Segment Start: Data supplied

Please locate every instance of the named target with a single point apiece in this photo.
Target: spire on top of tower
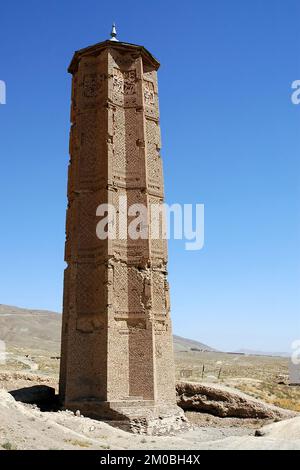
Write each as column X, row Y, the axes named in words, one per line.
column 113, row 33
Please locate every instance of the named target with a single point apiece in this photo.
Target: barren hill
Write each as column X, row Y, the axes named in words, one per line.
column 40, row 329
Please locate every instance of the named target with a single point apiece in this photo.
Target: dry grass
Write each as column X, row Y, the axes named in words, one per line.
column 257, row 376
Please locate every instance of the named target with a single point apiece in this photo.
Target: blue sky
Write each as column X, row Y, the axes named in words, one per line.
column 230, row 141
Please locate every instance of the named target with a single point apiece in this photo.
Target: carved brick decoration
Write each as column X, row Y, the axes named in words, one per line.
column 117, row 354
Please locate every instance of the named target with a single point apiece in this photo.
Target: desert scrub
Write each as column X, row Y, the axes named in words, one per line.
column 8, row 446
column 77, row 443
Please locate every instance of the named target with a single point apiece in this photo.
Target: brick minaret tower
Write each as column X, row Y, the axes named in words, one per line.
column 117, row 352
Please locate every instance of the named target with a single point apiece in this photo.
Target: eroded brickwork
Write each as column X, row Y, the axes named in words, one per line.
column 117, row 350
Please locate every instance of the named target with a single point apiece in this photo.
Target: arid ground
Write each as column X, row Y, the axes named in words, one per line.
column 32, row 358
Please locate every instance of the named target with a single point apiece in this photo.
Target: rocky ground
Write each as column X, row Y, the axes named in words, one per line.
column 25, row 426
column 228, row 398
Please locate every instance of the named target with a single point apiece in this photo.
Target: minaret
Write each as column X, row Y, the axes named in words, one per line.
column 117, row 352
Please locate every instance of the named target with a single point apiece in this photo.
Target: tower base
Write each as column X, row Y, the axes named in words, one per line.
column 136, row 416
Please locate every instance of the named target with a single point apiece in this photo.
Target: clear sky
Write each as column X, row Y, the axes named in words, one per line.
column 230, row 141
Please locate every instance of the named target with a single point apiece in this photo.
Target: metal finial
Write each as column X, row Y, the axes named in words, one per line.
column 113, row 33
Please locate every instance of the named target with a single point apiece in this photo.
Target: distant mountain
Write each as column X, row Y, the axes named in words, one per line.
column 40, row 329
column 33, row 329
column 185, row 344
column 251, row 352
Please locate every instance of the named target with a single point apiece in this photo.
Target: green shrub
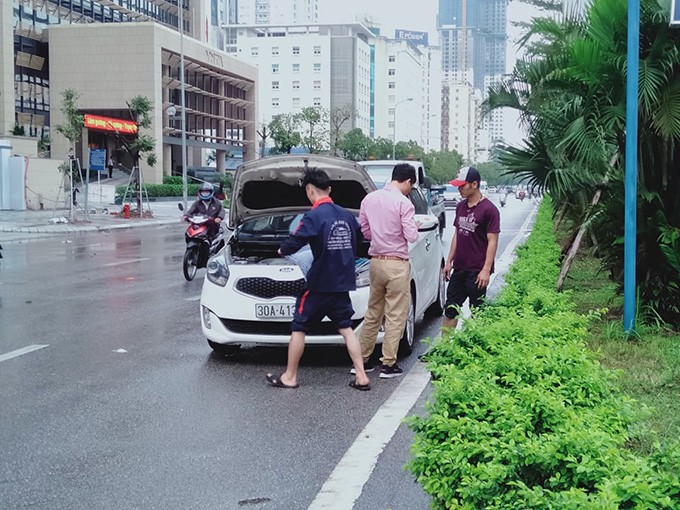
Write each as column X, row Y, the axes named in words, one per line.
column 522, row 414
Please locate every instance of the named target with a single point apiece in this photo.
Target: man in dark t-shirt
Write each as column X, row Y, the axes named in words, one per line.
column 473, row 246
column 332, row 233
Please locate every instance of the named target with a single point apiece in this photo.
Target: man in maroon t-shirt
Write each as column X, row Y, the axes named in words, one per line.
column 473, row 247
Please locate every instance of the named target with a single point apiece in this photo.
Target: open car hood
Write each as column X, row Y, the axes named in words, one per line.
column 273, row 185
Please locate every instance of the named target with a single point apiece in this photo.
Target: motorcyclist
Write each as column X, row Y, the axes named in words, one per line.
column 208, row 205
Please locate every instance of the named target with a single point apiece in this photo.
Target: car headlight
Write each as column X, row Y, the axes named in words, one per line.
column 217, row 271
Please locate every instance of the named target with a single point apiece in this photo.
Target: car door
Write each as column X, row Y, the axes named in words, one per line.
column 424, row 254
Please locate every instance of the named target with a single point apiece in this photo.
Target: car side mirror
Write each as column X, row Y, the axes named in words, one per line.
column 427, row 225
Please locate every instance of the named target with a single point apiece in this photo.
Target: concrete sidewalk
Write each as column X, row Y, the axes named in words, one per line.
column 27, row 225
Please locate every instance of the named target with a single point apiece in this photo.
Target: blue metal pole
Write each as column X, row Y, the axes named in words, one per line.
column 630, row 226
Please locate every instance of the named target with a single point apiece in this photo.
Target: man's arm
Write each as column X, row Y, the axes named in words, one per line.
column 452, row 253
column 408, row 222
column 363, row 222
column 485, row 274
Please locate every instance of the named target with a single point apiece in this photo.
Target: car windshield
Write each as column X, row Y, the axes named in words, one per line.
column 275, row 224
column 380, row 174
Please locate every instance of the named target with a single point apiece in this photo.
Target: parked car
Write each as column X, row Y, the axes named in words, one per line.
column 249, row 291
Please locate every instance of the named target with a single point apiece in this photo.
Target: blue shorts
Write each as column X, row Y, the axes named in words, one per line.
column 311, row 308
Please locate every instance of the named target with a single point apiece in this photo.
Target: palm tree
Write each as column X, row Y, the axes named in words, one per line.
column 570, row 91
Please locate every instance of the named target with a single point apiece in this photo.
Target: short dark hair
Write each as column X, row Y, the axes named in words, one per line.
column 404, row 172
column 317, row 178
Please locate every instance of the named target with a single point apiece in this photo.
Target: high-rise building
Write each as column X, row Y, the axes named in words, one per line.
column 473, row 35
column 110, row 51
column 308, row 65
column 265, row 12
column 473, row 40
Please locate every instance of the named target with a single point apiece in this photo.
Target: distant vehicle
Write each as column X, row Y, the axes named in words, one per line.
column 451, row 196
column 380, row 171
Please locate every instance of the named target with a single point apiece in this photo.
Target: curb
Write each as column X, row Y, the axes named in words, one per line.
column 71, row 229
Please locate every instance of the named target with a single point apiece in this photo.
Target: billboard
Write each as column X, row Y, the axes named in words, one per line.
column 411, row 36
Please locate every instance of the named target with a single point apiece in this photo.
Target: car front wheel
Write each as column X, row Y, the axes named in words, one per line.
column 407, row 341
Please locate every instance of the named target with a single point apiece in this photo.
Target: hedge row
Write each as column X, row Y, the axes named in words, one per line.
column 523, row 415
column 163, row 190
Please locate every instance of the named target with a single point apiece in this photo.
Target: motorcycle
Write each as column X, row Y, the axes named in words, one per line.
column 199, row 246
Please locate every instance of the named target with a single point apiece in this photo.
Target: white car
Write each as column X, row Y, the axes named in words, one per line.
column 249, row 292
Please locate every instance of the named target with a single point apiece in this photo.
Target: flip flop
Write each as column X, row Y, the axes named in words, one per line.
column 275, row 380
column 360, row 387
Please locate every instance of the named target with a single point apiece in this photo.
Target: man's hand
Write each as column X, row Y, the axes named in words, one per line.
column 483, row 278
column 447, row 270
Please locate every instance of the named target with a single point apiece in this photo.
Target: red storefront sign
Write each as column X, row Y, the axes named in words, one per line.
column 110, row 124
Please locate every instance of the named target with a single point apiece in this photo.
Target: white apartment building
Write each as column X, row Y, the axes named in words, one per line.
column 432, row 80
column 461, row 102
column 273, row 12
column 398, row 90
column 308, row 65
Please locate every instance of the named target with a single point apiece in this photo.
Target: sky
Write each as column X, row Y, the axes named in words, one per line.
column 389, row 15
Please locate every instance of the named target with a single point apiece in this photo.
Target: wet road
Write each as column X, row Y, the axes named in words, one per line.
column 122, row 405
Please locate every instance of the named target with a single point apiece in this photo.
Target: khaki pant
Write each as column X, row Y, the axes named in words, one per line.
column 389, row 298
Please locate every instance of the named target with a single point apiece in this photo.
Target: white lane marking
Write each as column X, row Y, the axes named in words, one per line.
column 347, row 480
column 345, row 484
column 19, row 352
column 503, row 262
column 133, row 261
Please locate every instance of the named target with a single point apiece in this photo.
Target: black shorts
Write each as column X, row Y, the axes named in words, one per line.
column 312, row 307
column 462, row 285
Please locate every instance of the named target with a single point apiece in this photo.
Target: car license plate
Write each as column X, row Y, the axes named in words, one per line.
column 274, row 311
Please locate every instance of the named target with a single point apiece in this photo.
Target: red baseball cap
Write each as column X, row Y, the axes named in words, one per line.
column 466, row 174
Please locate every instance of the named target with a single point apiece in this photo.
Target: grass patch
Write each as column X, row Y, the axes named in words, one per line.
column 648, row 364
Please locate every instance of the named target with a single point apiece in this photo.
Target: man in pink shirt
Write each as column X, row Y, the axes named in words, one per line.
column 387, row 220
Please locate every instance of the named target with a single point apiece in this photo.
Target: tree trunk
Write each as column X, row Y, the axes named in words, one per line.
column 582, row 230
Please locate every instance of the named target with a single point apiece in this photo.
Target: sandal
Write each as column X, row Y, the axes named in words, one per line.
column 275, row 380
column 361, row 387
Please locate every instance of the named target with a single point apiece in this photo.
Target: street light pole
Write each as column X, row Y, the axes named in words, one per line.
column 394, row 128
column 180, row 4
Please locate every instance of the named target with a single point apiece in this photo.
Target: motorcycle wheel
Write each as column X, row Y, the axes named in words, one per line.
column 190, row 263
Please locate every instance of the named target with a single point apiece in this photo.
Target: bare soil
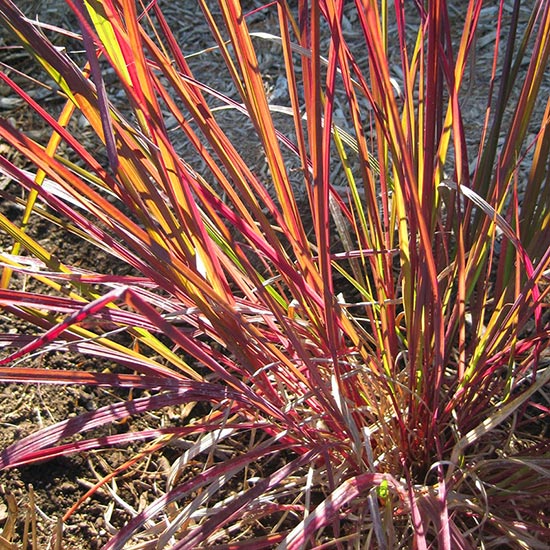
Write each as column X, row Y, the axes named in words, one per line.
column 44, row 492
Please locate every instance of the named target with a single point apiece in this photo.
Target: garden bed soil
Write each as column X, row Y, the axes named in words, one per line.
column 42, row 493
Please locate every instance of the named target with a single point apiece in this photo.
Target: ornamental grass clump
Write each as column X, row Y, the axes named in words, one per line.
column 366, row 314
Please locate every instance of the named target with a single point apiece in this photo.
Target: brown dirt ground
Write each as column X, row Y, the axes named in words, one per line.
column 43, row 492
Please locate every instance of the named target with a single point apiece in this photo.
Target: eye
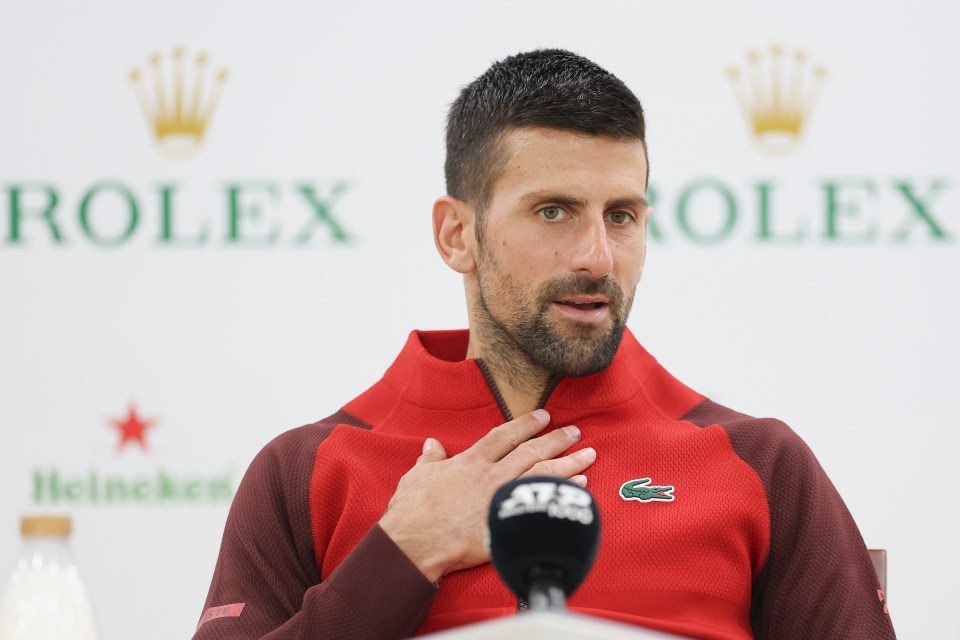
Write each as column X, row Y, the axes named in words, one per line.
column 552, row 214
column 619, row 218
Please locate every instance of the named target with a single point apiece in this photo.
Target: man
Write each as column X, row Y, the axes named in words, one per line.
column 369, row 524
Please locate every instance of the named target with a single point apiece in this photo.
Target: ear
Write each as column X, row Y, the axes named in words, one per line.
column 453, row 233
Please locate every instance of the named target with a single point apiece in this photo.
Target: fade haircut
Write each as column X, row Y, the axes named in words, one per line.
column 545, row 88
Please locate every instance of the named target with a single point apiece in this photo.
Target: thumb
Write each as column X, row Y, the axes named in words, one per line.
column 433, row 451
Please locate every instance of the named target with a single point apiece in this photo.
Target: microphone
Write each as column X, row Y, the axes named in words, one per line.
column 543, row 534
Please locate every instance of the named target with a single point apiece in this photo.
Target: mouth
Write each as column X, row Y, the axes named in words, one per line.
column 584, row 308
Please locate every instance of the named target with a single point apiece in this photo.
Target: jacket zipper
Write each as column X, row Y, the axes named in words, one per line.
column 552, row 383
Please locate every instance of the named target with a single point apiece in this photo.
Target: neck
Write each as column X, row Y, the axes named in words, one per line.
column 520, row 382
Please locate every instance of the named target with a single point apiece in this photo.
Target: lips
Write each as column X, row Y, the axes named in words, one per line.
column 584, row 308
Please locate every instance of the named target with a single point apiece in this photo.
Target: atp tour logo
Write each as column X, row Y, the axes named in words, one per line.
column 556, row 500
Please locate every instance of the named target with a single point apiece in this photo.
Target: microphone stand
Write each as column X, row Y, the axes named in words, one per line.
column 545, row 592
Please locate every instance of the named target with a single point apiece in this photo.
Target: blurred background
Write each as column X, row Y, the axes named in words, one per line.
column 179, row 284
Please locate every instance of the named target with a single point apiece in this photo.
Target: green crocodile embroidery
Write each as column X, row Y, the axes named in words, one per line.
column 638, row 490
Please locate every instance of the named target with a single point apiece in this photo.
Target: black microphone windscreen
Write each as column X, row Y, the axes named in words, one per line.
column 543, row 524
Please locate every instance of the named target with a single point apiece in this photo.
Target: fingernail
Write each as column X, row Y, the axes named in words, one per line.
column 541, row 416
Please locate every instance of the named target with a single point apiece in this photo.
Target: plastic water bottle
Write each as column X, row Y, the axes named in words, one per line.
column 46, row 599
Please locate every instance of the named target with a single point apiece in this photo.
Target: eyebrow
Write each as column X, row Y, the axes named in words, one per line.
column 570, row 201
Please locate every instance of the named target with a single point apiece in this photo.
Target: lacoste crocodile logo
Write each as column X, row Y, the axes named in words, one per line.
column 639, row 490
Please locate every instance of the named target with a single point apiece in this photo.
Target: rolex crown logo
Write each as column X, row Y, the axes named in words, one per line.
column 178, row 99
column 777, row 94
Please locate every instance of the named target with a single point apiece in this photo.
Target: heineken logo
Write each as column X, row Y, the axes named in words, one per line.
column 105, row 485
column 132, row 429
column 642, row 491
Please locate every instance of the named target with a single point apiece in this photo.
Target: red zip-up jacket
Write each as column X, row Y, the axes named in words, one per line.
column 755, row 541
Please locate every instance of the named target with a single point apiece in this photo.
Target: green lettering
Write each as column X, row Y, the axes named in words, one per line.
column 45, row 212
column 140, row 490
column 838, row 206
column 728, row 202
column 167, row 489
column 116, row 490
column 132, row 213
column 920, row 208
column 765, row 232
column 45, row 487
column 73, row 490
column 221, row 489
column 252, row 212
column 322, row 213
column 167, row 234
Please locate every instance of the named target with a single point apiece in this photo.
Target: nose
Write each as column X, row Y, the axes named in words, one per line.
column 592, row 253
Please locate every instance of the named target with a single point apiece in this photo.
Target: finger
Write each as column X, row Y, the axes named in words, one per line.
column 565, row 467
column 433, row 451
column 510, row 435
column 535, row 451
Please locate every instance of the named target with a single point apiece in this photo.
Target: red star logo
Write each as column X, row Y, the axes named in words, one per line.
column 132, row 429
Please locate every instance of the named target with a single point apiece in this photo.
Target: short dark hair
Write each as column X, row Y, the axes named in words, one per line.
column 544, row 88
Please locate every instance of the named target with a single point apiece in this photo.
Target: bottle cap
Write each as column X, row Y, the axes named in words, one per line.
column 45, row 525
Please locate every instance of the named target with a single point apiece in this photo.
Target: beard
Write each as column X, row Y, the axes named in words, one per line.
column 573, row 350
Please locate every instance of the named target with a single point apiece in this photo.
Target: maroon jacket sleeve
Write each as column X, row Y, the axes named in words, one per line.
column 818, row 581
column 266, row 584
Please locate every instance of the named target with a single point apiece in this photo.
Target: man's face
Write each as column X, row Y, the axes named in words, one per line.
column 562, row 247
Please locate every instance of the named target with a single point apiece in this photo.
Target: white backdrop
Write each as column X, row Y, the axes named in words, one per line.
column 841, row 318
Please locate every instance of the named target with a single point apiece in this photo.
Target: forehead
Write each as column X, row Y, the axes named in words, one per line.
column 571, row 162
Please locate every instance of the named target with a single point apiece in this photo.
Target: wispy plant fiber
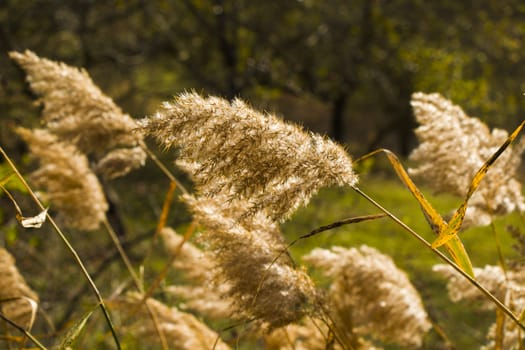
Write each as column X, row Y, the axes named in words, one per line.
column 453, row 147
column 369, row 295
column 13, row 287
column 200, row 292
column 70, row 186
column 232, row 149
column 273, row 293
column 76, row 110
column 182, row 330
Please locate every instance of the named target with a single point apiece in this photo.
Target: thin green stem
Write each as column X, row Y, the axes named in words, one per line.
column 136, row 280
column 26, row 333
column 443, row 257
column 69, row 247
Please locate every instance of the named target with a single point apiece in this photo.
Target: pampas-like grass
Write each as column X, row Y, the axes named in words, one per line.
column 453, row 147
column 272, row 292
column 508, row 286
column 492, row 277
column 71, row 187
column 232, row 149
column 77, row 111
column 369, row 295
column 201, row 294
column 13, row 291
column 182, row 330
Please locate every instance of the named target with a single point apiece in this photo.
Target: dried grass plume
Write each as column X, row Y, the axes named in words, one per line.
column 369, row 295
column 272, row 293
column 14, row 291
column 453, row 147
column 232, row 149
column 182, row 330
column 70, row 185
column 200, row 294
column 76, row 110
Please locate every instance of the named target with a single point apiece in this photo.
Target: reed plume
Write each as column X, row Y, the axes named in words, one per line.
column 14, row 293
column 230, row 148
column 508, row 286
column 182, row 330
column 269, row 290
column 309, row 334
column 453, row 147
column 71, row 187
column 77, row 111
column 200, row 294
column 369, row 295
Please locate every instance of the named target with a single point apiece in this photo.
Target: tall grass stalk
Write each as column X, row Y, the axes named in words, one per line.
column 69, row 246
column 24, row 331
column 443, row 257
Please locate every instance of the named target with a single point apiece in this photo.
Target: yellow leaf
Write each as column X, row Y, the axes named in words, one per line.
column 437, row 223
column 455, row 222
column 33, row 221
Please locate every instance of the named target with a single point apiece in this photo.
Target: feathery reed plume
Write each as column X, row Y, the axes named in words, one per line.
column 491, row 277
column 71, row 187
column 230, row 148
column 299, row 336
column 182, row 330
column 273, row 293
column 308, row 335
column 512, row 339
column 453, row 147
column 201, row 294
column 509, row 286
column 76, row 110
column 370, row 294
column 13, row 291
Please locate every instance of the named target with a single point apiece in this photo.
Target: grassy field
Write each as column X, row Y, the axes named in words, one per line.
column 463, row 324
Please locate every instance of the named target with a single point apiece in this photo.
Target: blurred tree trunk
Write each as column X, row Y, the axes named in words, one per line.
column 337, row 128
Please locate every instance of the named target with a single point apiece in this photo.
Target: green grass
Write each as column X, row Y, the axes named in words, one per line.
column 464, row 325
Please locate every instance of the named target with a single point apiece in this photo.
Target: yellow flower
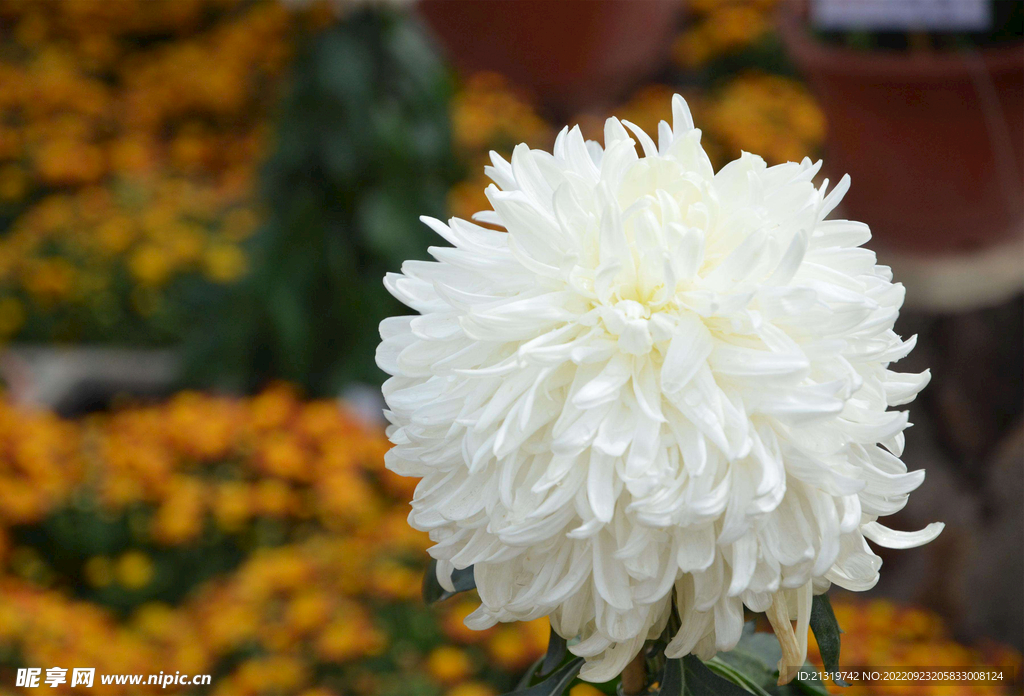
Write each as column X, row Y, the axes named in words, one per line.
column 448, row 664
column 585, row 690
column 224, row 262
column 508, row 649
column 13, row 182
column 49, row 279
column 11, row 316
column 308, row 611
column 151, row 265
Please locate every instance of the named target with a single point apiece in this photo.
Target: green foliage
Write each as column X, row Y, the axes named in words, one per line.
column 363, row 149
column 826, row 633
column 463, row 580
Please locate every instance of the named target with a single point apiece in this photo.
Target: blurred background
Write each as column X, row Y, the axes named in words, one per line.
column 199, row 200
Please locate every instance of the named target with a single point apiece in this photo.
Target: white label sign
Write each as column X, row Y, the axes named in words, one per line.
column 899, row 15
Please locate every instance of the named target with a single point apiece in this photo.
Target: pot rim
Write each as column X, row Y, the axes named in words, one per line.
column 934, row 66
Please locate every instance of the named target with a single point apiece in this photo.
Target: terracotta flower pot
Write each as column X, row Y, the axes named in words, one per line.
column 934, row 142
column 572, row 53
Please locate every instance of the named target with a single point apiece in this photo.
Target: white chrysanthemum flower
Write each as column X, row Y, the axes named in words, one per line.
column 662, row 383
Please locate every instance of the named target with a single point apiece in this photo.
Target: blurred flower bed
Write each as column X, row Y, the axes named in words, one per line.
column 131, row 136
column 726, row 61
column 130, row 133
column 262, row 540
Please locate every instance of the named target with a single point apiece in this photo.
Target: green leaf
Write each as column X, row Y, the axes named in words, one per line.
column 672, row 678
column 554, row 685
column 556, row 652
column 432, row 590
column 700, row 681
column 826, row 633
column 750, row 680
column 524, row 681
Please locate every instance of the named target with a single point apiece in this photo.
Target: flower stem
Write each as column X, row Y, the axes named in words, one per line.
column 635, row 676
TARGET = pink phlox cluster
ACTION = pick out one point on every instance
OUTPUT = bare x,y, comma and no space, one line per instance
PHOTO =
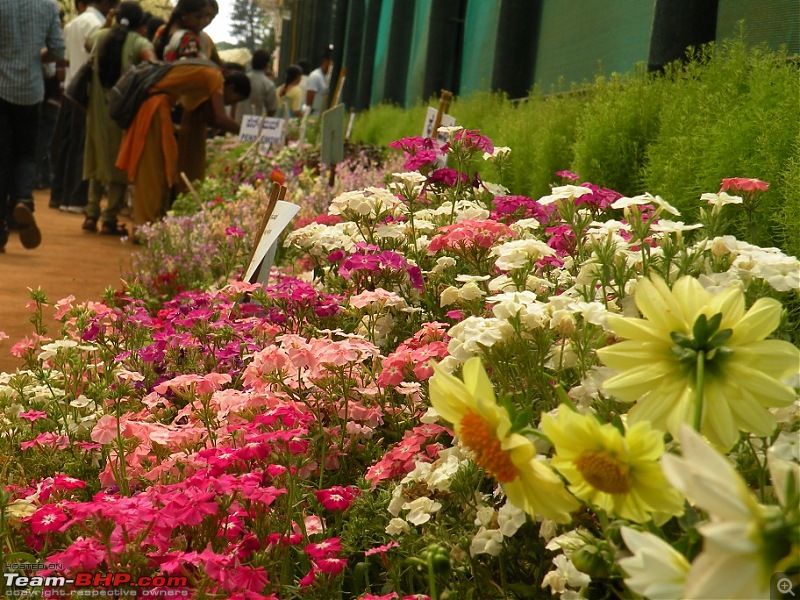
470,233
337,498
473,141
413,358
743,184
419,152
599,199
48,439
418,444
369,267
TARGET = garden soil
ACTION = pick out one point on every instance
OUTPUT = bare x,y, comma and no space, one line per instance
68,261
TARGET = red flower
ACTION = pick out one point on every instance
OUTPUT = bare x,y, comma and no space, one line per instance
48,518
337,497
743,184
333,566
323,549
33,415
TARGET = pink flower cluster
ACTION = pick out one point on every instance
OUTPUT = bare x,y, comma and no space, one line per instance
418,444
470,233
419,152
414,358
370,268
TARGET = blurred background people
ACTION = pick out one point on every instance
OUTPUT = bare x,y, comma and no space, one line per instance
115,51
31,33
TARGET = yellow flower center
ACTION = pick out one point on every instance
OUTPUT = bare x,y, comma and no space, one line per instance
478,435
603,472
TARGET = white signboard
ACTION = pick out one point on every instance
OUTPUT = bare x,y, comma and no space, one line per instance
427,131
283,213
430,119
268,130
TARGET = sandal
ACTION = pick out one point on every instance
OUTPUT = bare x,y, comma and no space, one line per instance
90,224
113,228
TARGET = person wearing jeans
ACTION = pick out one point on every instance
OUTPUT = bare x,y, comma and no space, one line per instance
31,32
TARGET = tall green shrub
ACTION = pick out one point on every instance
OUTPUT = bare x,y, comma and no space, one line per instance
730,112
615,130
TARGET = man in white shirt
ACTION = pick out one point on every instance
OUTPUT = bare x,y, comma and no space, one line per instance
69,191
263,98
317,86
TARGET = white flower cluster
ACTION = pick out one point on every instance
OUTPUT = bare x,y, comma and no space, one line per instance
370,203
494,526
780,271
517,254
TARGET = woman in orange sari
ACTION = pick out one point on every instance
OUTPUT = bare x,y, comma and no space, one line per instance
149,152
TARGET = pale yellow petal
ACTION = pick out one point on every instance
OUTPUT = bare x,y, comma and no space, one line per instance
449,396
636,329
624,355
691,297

Segment End: Data supplied

=== What is expected ===
Copy the lines of the data above exactly as written, beginning with the line containing "Target: red zip-up jacket" and ending with the line containing "Target: green lettering", and leave out all other lines.

=== Reply ===
Target: red zip-up jacket
Write each as column X, row Y, the axes named in words, one per line.
column 755, row 541
Please locate every instance of the named target with a single point apiece in this photo.
Target: green lettering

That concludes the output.